▸ **Exercise**
Rescale everything from the start of the items through the line containing "xmin=255 ymin=86 xmax=301 ymax=220", inclusive: repeat each line, requests included, with every bounding-box coordinate in the answers multiplied by 1.25 and rounded to a whole number, halves rounding up. Keep the numbers in the requests and their sample coordinates unchanged, and leave the pictures out.

** START OF Data supplied **

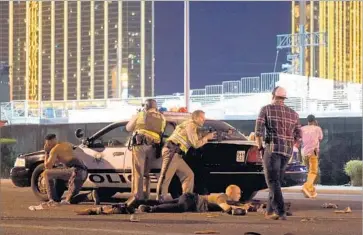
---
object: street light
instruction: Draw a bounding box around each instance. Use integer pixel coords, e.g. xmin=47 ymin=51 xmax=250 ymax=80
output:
xmin=184 ymin=0 xmax=190 ymax=111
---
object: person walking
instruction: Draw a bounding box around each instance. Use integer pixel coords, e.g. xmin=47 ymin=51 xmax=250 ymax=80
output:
xmin=255 ymin=86 xmax=301 ymax=220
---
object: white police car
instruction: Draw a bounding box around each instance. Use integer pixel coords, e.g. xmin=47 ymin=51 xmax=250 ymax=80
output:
xmin=10 ymin=112 xmax=307 ymax=200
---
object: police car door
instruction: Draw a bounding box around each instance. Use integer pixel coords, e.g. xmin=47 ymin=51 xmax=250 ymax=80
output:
xmin=83 ymin=123 xmax=131 ymax=188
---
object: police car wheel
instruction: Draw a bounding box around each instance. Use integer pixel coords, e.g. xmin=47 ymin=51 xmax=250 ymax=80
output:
xmin=31 ymin=164 xmax=66 ymax=201
xmin=241 ymin=190 xmax=258 ymax=202
xmin=97 ymin=188 xmax=117 ymax=201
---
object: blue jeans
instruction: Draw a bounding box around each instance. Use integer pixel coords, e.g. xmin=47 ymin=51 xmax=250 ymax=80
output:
xmin=263 ymin=147 xmax=289 ymax=216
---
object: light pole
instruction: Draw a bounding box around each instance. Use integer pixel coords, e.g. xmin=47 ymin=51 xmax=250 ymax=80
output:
xmin=184 ymin=0 xmax=190 ymax=111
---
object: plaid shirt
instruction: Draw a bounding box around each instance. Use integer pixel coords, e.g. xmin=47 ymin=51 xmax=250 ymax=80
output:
xmin=255 ymin=102 xmax=301 ymax=157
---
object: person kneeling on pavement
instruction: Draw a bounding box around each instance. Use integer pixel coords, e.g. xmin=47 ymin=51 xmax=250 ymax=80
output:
xmin=139 ymin=185 xmax=249 ymax=215
xmin=43 ymin=134 xmax=99 ymax=205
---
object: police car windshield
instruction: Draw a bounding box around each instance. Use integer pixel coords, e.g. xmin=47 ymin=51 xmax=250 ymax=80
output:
xmin=200 ymin=120 xmax=248 ymax=140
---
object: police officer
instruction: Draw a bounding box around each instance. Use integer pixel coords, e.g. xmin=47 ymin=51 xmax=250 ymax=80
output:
xmin=43 ymin=134 xmax=99 ymax=204
xmin=126 ymin=99 xmax=166 ymax=205
xmin=157 ymin=110 xmax=216 ymax=201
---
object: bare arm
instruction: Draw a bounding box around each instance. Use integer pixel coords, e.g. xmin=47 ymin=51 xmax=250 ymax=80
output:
xmin=44 ymin=149 xmax=58 ymax=169
xmin=186 ymin=124 xmax=208 ymax=149
xmin=126 ymin=115 xmax=139 ymax=132
xmin=255 ymin=107 xmax=266 ymax=149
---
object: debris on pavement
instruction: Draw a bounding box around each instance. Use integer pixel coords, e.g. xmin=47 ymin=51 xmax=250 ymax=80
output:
xmin=301 ymin=218 xmax=315 ymax=222
xmin=321 ymin=203 xmax=338 ymax=209
xmin=28 ymin=201 xmax=59 ymax=211
xmin=130 ymin=214 xmax=140 ymax=222
xmin=194 ymin=230 xmax=219 ymax=234
xmin=334 ymin=206 xmax=352 ymax=214
xmin=28 ymin=204 xmax=44 ymax=211
xmin=207 ymin=214 xmax=219 ymax=218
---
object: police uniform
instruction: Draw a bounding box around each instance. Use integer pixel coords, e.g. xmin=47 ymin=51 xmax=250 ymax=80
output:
xmin=126 ymin=106 xmax=166 ymax=200
xmin=157 ymin=120 xmax=208 ymax=200
xmin=44 ymin=142 xmax=87 ymax=202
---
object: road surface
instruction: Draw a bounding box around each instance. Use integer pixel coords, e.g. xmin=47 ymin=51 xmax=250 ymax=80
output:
xmin=0 ymin=181 xmax=362 ymax=235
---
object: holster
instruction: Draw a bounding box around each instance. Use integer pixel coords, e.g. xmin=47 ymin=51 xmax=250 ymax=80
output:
xmin=165 ymin=141 xmax=185 ymax=156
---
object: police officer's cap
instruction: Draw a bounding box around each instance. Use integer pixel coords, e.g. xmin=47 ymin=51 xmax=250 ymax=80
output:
xmin=44 ymin=134 xmax=57 ymax=140
xmin=307 ymin=114 xmax=315 ymax=122
xmin=144 ymin=99 xmax=158 ymax=110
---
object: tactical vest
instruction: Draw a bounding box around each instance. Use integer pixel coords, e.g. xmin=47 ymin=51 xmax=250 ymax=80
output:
xmin=135 ymin=111 xmax=165 ymax=141
xmin=168 ymin=120 xmax=197 ymax=153
xmin=64 ymin=158 xmax=87 ymax=170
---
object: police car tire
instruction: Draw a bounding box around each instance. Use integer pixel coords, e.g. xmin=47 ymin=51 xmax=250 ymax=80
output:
xmin=31 ymin=163 xmax=66 ymax=201
xmin=241 ymin=190 xmax=258 ymax=202
xmin=97 ymin=188 xmax=117 ymax=201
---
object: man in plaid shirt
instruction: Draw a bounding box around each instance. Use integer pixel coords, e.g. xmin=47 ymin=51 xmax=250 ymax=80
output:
xmin=255 ymin=87 xmax=301 ymax=220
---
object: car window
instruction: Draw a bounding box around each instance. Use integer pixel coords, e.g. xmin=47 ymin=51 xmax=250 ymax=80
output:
xmin=199 ymin=120 xmax=247 ymax=140
xmin=164 ymin=122 xmax=175 ymax=137
xmin=95 ymin=125 xmax=130 ymax=147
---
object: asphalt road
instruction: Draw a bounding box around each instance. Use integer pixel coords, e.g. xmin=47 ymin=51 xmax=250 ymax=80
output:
xmin=0 ymin=182 xmax=362 ymax=235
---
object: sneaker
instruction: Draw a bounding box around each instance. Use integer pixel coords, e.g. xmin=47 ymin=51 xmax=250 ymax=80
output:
xmin=47 ymin=200 xmax=59 ymax=207
xmin=91 ymin=190 xmax=100 ymax=205
xmin=138 ymin=205 xmax=151 ymax=213
xmin=59 ymin=200 xmax=71 ymax=205
xmin=311 ymin=192 xmax=318 ymax=198
xmin=302 ymin=187 xmax=311 ymax=198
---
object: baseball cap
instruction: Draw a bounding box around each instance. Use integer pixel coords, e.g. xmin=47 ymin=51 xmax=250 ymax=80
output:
xmin=272 ymin=86 xmax=287 ymax=99
xmin=306 ymin=114 xmax=315 ymax=122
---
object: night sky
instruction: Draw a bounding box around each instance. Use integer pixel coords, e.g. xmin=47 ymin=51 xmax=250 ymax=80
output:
xmin=155 ymin=1 xmax=291 ymax=95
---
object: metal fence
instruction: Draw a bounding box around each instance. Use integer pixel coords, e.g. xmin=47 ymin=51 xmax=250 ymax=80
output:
xmin=1 ymin=73 xmax=362 ymax=124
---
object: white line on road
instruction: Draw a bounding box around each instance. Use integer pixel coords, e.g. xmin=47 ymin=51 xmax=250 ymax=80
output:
xmin=0 ymin=223 xmax=185 ymax=235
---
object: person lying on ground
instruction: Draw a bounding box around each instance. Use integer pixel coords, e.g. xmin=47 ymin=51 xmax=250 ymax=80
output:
xmin=76 ymin=185 xmax=247 ymax=215
xmin=138 ymin=185 xmax=250 ymax=215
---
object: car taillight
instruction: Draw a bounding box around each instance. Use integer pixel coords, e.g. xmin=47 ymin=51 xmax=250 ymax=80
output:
xmin=247 ymin=146 xmax=262 ymax=163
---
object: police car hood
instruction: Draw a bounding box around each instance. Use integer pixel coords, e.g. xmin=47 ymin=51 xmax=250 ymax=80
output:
xmin=208 ymin=140 xmax=257 ymax=146
xmin=19 ymin=150 xmax=45 ymax=157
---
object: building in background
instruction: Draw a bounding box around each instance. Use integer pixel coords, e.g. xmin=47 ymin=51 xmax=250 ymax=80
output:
xmin=292 ymin=1 xmax=363 ymax=83
xmin=8 ymin=1 xmax=154 ymax=101
xmin=0 ymin=1 xmax=10 ymax=103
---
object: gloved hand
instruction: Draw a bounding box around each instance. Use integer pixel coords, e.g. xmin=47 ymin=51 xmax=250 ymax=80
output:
xmin=232 ymin=208 xmax=247 ymax=215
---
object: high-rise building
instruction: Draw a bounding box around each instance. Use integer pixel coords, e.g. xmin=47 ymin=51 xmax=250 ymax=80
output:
xmin=8 ymin=1 xmax=154 ymax=100
xmin=292 ymin=1 xmax=363 ymax=83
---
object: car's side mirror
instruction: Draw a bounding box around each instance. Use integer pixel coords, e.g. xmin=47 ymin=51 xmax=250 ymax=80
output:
xmin=75 ymin=129 xmax=84 ymax=139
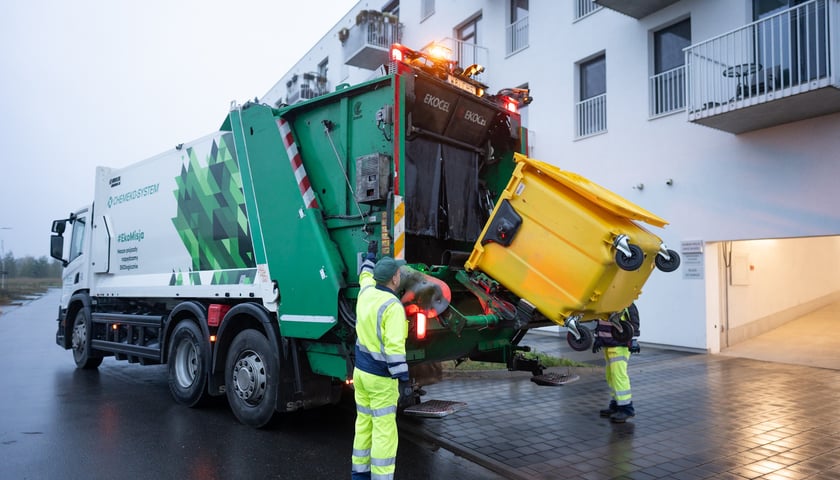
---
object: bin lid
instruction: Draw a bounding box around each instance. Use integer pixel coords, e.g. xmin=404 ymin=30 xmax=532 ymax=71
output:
xmin=514 ymin=153 xmax=668 ymax=227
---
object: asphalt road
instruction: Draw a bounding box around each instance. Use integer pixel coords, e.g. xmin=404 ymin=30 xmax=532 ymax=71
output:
xmin=0 ymin=290 xmax=502 ymax=480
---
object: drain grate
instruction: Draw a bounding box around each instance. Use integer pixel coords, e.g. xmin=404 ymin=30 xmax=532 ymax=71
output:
xmin=403 ymin=400 xmax=467 ymax=418
xmin=531 ymin=373 xmax=580 ymax=387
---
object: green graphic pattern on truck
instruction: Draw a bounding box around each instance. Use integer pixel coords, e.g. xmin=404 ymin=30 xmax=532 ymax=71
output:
xmin=170 ymin=133 xmax=256 ymax=285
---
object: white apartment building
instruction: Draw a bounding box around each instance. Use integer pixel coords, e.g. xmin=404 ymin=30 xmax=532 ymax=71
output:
xmin=262 ymin=0 xmax=840 ymax=353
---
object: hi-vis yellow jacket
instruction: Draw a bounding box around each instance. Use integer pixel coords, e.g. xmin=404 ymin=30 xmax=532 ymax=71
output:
xmin=356 ymin=262 xmax=408 ymax=381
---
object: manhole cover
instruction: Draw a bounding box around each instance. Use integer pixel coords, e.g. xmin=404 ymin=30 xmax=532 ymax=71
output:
xmin=531 ymin=373 xmax=580 ymax=387
xmin=403 ymin=400 xmax=467 ymax=418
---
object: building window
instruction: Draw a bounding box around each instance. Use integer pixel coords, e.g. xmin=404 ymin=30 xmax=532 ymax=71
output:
xmin=575 ymin=54 xmax=607 ymax=138
xmin=420 ymin=0 xmax=435 ymax=22
xmin=507 ymin=0 xmax=528 ymax=55
xmin=649 ymin=19 xmax=691 ymax=117
xmin=452 ymin=14 xmax=486 ymax=68
xmin=318 ymin=58 xmax=330 ymax=81
xmin=575 ymin=0 xmax=604 ymax=20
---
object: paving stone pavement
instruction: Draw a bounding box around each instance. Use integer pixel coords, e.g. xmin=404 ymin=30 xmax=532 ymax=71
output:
xmin=400 ymin=333 xmax=840 ymax=480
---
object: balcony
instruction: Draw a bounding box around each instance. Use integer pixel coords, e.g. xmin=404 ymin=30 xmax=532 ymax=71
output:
xmin=434 ymin=37 xmax=492 ymax=83
xmin=338 ymin=10 xmax=401 ymax=70
xmin=593 ymin=0 xmax=678 ymax=20
xmin=685 ymin=0 xmax=840 ymax=134
xmin=505 ymin=17 xmax=528 ymax=55
xmin=648 ymin=66 xmax=685 ymax=118
xmin=286 ymin=73 xmax=329 ymax=105
xmin=575 ymin=93 xmax=607 ymax=139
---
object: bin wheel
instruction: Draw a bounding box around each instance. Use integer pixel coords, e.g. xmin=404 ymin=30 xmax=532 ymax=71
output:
xmin=566 ymin=325 xmax=594 ymax=352
xmin=615 ymin=243 xmax=645 ymax=272
xmin=611 ymin=320 xmax=633 ymax=343
xmin=653 ymin=250 xmax=680 ymax=272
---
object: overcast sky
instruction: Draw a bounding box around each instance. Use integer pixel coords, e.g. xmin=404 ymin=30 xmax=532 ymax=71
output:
xmin=0 ymin=0 xmax=357 ymax=258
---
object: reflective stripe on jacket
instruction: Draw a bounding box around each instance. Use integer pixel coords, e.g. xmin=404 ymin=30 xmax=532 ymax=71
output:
xmin=356 ymin=265 xmax=408 ymax=378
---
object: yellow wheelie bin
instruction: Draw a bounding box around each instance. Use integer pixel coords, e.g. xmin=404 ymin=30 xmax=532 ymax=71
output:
xmin=465 ymin=154 xmax=680 ymax=349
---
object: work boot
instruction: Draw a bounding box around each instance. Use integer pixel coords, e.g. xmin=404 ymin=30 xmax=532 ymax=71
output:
xmin=598 ymin=400 xmax=618 ymax=417
xmin=610 ymin=402 xmax=636 ymax=423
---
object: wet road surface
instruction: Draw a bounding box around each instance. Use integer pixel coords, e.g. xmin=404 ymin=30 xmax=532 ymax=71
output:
xmin=0 ymin=291 xmax=504 ymax=480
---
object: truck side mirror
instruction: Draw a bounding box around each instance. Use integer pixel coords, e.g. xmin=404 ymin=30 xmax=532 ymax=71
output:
xmin=50 ymin=235 xmax=68 ymax=267
xmin=52 ymin=220 xmax=67 ymax=237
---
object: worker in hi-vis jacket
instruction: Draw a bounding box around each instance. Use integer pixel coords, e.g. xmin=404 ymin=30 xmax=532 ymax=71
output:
xmin=592 ymin=303 xmax=640 ymax=423
xmin=351 ymin=253 xmax=409 ymax=480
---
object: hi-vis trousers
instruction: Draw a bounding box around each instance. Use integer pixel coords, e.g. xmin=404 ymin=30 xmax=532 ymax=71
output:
xmin=604 ymin=347 xmax=633 ymax=406
xmin=352 ymin=368 xmax=400 ymax=480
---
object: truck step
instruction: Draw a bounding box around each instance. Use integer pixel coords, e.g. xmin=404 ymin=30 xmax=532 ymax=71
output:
xmin=403 ymin=400 xmax=467 ymax=418
xmin=531 ymin=373 xmax=580 ymax=387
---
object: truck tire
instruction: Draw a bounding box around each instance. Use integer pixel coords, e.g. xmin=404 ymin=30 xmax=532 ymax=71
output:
xmin=225 ymin=329 xmax=279 ymax=428
xmin=71 ymin=308 xmax=102 ymax=370
xmin=167 ymin=320 xmax=210 ymax=407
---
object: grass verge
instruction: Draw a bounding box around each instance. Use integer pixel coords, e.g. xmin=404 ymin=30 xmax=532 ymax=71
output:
xmin=0 ymin=278 xmax=61 ymax=305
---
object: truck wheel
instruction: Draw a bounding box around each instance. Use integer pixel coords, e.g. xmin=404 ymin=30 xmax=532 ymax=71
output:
xmin=72 ymin=308 xmax=102 ymax=370
xmin=167 ymin=320 xmax=210 ymax=407
xmin=225 ymin=329 xmax=279 ymax=428
xmin=615 ymin=243 xmax=645 ymax=272
xmin=653 ymin=250 xmax=680 ymax=273
xmin=566 ymin=325 xmax=594 ymax=352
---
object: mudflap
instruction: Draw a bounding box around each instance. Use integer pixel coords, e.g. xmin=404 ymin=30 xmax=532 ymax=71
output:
xmin=403 ymin=400 xmax=467 ymax=418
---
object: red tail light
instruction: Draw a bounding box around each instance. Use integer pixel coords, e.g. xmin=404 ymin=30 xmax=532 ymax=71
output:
xmin=391 ymin=44 xmax=403 ymax=62
xmin=505 ymin=99 xmax=519 ymax=113
xmin=417 ymin=312 xmax=426 ymax=340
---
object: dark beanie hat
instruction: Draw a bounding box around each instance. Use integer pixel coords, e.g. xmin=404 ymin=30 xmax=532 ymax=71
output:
xmin=373 ymin=257 xmax=405 ymax=283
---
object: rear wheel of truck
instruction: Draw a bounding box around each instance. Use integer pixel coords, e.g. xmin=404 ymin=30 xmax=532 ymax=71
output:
xmin=72 ymin=308 xmax=102 ymax=370
xmin=167 ymin=320 xmax=210 ymax=407
xmin=225 ymin=330 xmax=279 ymax=428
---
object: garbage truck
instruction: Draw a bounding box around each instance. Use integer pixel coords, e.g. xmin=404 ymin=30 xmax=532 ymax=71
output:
xmin=50 ymin=44 xmax=679 ymax=428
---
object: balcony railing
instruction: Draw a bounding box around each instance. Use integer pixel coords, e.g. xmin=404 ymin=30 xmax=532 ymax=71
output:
xmin=649 ymin=65 xmax=685 ymax=117
xmin=505 ymin=17 xmax=528 ymax=55
xmin=338 ymin=10 xmax=402 ymax=70
xmin=286 ymin=73 xmax=329 ymax=105
xmin=685 ymin=0 xmax=840 ymax=133
xmin=575 ymin=93 xmax=607 ymax=138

** END OF Data supplied **

▸ **Solution for this task**
---
object: street light
instruction: Draw a bounding box around each instance. Use integer pixel coords, e.g. xmin=47 ymin=51 xmax=250 ymax=80
output:
xmin=230 ymin=0 xmax=238 ymax=139
---
object: person walking
instruction: Draw a bounding box around each instance. Use integer pixel coords, e.g. xmin=47 ymin=51 xmax=250 ymax=80
output:
xmin=319 ymin=108 xmax=376 ymax=275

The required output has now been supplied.